(TASK INPUTS Opens)

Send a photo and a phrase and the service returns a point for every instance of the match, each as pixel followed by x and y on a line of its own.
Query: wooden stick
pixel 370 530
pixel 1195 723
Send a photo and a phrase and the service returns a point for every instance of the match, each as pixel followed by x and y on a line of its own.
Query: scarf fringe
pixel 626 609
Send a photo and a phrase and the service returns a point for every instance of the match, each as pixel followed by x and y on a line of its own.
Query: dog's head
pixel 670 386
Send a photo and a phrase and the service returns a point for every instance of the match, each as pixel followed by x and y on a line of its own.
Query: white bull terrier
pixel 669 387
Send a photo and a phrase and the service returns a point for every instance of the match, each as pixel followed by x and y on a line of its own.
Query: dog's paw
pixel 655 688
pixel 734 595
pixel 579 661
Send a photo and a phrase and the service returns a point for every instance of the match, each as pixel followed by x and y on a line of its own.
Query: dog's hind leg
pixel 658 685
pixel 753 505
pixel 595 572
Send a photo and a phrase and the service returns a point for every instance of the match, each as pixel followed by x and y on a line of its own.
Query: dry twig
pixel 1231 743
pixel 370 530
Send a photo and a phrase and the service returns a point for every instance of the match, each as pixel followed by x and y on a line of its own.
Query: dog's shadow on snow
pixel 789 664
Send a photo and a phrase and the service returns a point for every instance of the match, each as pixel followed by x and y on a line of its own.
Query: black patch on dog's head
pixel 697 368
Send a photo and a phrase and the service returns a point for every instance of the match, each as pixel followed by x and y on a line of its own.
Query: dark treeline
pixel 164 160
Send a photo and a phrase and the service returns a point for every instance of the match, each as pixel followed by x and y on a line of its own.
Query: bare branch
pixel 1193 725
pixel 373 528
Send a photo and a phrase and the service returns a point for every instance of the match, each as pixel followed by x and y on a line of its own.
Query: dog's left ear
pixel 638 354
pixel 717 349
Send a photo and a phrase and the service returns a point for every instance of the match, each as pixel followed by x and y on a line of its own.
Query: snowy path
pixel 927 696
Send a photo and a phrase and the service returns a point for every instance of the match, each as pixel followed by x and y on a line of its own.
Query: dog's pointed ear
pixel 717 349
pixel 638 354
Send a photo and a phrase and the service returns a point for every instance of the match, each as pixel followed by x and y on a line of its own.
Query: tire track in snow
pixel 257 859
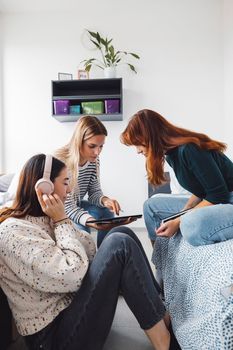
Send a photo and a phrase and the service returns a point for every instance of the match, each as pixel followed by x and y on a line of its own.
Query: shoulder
pixel 21 224
pixel 189 149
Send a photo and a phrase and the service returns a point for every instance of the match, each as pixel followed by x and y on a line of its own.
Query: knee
pixel 117 240
pixel 107 213
pixel 122 229
pixel 191 229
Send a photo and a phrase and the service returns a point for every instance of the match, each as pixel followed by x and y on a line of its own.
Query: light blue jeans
pixel 202 226
pixel 97 213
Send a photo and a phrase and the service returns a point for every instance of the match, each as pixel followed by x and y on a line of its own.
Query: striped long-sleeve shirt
pixel 87 184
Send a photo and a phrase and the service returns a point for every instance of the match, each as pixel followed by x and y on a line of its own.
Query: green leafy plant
pixel 110 56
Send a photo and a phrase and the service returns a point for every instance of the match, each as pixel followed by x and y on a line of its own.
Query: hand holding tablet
pixel 115 220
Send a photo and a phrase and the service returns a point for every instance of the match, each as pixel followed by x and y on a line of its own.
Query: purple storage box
pixel 112 106
pixel 61 106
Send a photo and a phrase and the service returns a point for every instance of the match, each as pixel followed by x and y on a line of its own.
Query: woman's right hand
pixel 51 205
pixel 106 227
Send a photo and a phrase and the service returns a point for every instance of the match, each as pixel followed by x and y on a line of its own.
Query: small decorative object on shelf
pixel 110 58
pixel 83 74
pixel 100 97
pixel 65 76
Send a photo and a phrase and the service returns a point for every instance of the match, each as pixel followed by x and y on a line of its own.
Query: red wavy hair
pixel 149 129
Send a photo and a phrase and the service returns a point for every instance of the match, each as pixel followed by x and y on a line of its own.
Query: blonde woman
pixel 81 155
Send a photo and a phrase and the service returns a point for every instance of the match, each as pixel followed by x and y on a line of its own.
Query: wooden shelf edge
pixel 66 118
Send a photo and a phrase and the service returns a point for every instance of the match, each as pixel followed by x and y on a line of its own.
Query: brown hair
pixel 86 127
pixel 26 202
pixel 148 128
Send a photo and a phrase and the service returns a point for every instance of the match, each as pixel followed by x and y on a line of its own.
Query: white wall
pixel 1 106
pixel 180 75
pixel 228 73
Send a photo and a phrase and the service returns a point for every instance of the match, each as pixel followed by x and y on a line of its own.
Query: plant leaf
pixel 132 67
pixel 96 44
pixel 134 55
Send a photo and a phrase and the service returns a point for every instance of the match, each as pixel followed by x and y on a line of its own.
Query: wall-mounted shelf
pixel 88 90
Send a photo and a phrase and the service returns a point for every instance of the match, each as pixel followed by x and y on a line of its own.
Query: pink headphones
pixel 45 184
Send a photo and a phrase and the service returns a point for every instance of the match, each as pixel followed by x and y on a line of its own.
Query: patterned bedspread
pixel 198 287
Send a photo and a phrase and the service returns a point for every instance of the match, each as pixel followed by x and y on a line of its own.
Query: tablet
pixel 174 216
pixel 117 219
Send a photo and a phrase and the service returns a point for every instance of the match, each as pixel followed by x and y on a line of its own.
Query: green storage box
pixel 95 107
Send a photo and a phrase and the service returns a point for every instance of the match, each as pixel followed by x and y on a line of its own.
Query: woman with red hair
pixel 200 167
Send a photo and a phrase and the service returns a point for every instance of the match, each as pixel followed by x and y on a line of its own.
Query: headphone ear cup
pixel 46 186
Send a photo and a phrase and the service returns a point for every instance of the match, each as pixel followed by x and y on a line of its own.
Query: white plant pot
pixel 110 72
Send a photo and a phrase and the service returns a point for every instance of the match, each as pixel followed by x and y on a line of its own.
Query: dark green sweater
pixel 206 174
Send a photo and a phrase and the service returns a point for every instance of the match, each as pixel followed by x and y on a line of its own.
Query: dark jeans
pixel 119 264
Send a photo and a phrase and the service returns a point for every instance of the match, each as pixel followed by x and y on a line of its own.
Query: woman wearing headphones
pixel 55 281
pixel 81 155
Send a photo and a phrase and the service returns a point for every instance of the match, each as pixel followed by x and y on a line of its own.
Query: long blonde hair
pixel 86 127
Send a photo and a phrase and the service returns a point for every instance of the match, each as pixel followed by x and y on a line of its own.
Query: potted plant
pixel 110 57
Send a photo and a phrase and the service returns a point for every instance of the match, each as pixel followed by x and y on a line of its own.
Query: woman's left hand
pixel 111 204
pixel 168 229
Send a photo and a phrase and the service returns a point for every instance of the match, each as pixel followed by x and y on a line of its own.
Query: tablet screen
pixel 117 219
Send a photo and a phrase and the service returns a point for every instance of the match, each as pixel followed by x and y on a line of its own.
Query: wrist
pixel 103 200
pixel 59 220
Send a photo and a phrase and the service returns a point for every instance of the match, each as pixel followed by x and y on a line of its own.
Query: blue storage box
pixel 61 106
pixel 75 109
pixel 112 106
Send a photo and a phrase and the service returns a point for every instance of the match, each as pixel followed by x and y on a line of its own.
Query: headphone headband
pixel 48 166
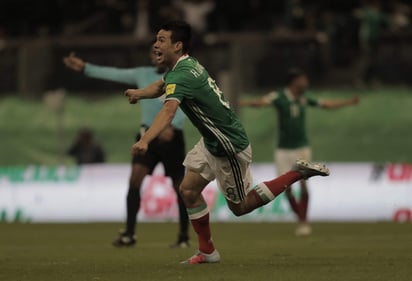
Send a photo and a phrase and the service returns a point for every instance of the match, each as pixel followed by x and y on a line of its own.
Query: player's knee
pixel 237 210
pixel 189 196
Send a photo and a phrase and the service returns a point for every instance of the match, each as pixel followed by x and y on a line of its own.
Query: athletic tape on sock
pixel 197 212
pixel 264 193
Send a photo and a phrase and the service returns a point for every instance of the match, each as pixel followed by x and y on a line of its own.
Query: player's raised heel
pixel 310 169
pixel 200 257
pixel 124 240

(TASK INPUTS Closes)

YOUR INSTRUCTIONS: Output every line above exactly as it stands, and drop any picture.

RESULT OF THIS TASK:
Send a photo and a phrase and the service returns a point for every instance of the match, each as pixel followed by x and y on a line of its own.
Query: wooden stick
pixel 370 530
pixel 1195 723
Send a photo and a phrase and the service returns a point for every instance of the match, each as pixel followed by x and y on a line of its own.
Query: scarf fringe
pixel 626 609
Send a photo and a phrase and the service returns a point for every instance of the match, each as pixel followed by x and y on a line of its own.
Query: dog's head
pixel 670 386
Send a photo and a phrase and the service returns a point for every instance of the match, each as pixel followed by x and y on a line of its own.
Query: white bull terrier
pixel 669 387
Send a photo and a phrase and the service returns a point for every instance of the match, each as pixel followed by x and y on a line of its own.
Query: dog's paw
pixel 655 688
pixel 734 595
pixel 579 661
Send a photo and a phrase and the service returns a point for every instance of the match, each as pixel followed by x and y on a line of its own.
Query: dog's hind leg
pixel 658 685
pixel 753 505
pixel 595 572
Send a photo and a phrase and the service returns a point for every instance of the match, each as pixel followed by x and y on a line of its own.
Query: dry twig
pixel 1231 743
pixel 370 530
Send a photo and a phrase and the service returns a point for every instance of the match, each as pixel followed by x and y on a line of its own.
Query: dog's shadow on snow
pixel 789 664
Send a photo and a phrase and the service returns a point for every instance of the match, each as pixel followed by x and y on a line of its own.
Query: black patch on dog's head
pixel 697 368
Send a photo and a phrase and the service returns a point for every instance of the match, each as pixel followed by x and y on a line of its own.
Query: dark treeline
pixel 164 160
Send a photo and a phrase and the service returns a point for every instance of the match, each as pixel followed by x and y on a line of its own.
Query: bare branch
pixel 1193 725
pixel 373 528
Send a photo and a phrase and the service returns a point for every instance of the match, each as pixel followed by x and y on a line of its own.
Query: dog's left ear
pixel 638 354
pixel 717 349
Send a photo and a phrase and the service returns a point for every instance of the match, each as pixel followed by x and y on a line of its own.
Query: snowy path
pixel 927 696
Send a photo and a phrase and the service returns a point for every instance of the match, each as pixel followed by x and y on a line of its own.
Query: dog's pointed ear
pixel 717 349
pixel 638 354
Send a photo and a phrase and the service returns a point for every instance of the match, each as pixel followed by x and y on a line of its own.
Query: tire track in snow
pixel 257 859
Send a photo and a phrase and the service returns a point for every instance of the match, each as pixel followed by x and y on a line of its own.
Query: shoulder
pixel 21 224
pixel 189 149
Send a photo and a phrase and the service returns a point for every instance of the match, each as pixel followed by x and y on a line of its own.
Query: knee
pixel 117 240
pixel 107 213
pixel 122 229
pixel 191 229
Send a photo and a phrase and the service returns a point for every instance of the match, each as pixel followed by x and y on a line of its own.
Query: light blue jeans
pixel 202 226
pixel 97 213
Send a photo and a phrase and the service returns a point for every instance of the match, each as pixel followed by x and y on a line of its own.
Query: striped long-sleeve shirt
pixel 87 184
Send a photo and a phrase and the service returns a point for every instance of the match, each as pixel followed by x and y on a line of its own.
Query: green leafy plant
pixel 110 56
Send a photo and a phrase and the service returns a point for every instance of the match, each as pixel followed by x and y on a line of its own.
Query: hand holding tablet
pixel 115 220
Send a photo and a phrase and the service returns a point for every instance of the match, each as pixel followed by x and y on a line of its own.
Query: purple storage box
pixel 112 106
pixel 61 106
Send a photo and a phrase and the service returns a point for every instance of the match, each as pixel followed by x and y on a line of its own.
Query: woman's right hand
pixel 51 205
pixel 106 227
Send a photo and a phrase and the service returns a point for every instance of the match, each as pixel followed by x and y on a line of its own.
Query: small decorative object on shelf
pixel 110 58
pixel 83 74
pixel 100 97
pixel 65 76
Send a photo and a phrase and the service returns a point for every instance of the match, each as pixel followed by x and y on a line of its own.
Query: red wavy hair
pixel 149 129
Send a photo and a phrase and the service returns a point for every instance of the match, each as pixel followed by x and y on a line of its own.
Query: blonde woman
pixel 81 155
Send a photo and a phrase and the service returns a point for every instance of the match, each as pixel followed by x and y on a line of its own.
Query: wooden shelf edge
pixel 66 118
Send a photo and a phrase and the service returns a point for every instance of the match, each as pixel followed by x and y on a line of its own.
Query: brown hair
pixel 86 127
pixel 26 202
pixel 148 128
Send a photo and a phrase and the service returns a point for every instance of the match, each as pixel followed by x and y on a line of its own.
Query: white wall
pixel 1 106
pixel 180 75
pixel 228 73
Send a photo and a phrase and the service returns a point for every instance of the match, each as pixel followed by x and y on a line of its own.
Query: plant leaf
pixel 132 67
pixel 96 44
pixel 134 55
Send a photo and a phrase and the service returns a point for every instance of the match, each as pixel followed by x and y on a line of its own.
Query: wall-mounted shelf
pixel 88 90
Send a photo and a phrase and the service returns a point for every instance of the match, each as pixel followed by x and y on a line of its own.
Query: pink headphones
pixel 45 184
Send a photo and a phrase and the service returns a point for every instance of the match, each as pixel followed by x and y on a line of its own.
Query: patterned bedspread
pixel 198 287
Send a photo and a phrase and the service returns a point for every instance of the match, each as pixel followed by x and y on a line of its own.
Query: tablet
pixel 174 216
pixel 117 219
Send a photo and a phrase and the service returns a point for every instance of the match, each as pixel followed by x and y on a line of its own.
Query: green storage box
pixel 95 107
Send a photo and a phrase and the service returns a point for every instance of the match, each as pixel followed by x and y on a line of its own.
Query: woman with red hair
pixel 200 167
Send a photo and a phrase and the service returns a point for every instance of the match, each as pixel followed by x and y on a line of its own.
Query: headphone ear cup
pixel 46 186
Send a photo and a phrase and the service returns a point for every instance of the match, each as pixel followed by x and y on a line of its own.
Query: white plant pot
pixel 110 72
Send a photo and a phrase and the service returns a point for every instance of the match, each as pixel followed by x and y on a line of its own.
Query: dark green sweater
pixel 206 174
Send a photo and a phrase and the service returns a point for every instance of the match, each as pixel followed by x and y on a line of its own.
Query: dark jeans
pixel 119 264
Send a photo and a phrase and the service returns a point for every instance of the match, each as pixel followed by x and y on a line of its own.
Query: woman wearing headphones
pixel 55 281
pixel 81 155
Send a photo and a phrase and the service returns a point for every instance of the match, each as pixel followed by x and y on a line of its own.
Query: long blonde hair
pixel 86 127
Send a photo and a phrase and the service returns a point for every instance of the match, each as pixel followed by x and y on a line of its own.
Query: potted plant
pixel 110 57
Send a photo and a phrase and the service returns a point for every instance of the match, each as pixel followed by x and y on a line of its own.
Query: woman's left hand
pixel 111 204
pixel 168 229
Send a photo and a phrase and the service returns a point for every instance of the match, each as pixel followed by x and y on a line of its own.
Query: tablet screen
pixel 117 219
Send a photo and a phrase and the service returns a point for every instance of the match, each as pixel followed by x and y on a line of its own.
Query: wrist
pixel 103 200
pixel 59 220
Send a photo and a phrase and the service returns a point for every instance of the match, each as pixel followed by x and y on a line of its own.
Query: blue storage box
pixel 61 106
pixel 75 109
pixel 112 106
Send a photo and a phrase and the service returns a point for every instance of the match, each as pixel followed by x and y on a line of its own.
Query: headphone headband
pixel 48 166
Send a photo and a phrase and the service returns a point for every instance of the match, each as pixel followed by x and y on a line of its own.
Query: player's knee
pixel 237 210
pixel 189 196
Send a photo and a phrase and the service returns a point for every instance of the match, each as pixel followed by x and y on a line of its own.
Query: athletic tape on sock
pixel 197 212
pixel 264 193
Send a photo and a phrase and the service returns a point for every instance of the match, each as pixel followed by x and y on a line of its own.
Query: player's raised heel
pixel 310 169
pixel 200 257
pixel 124 240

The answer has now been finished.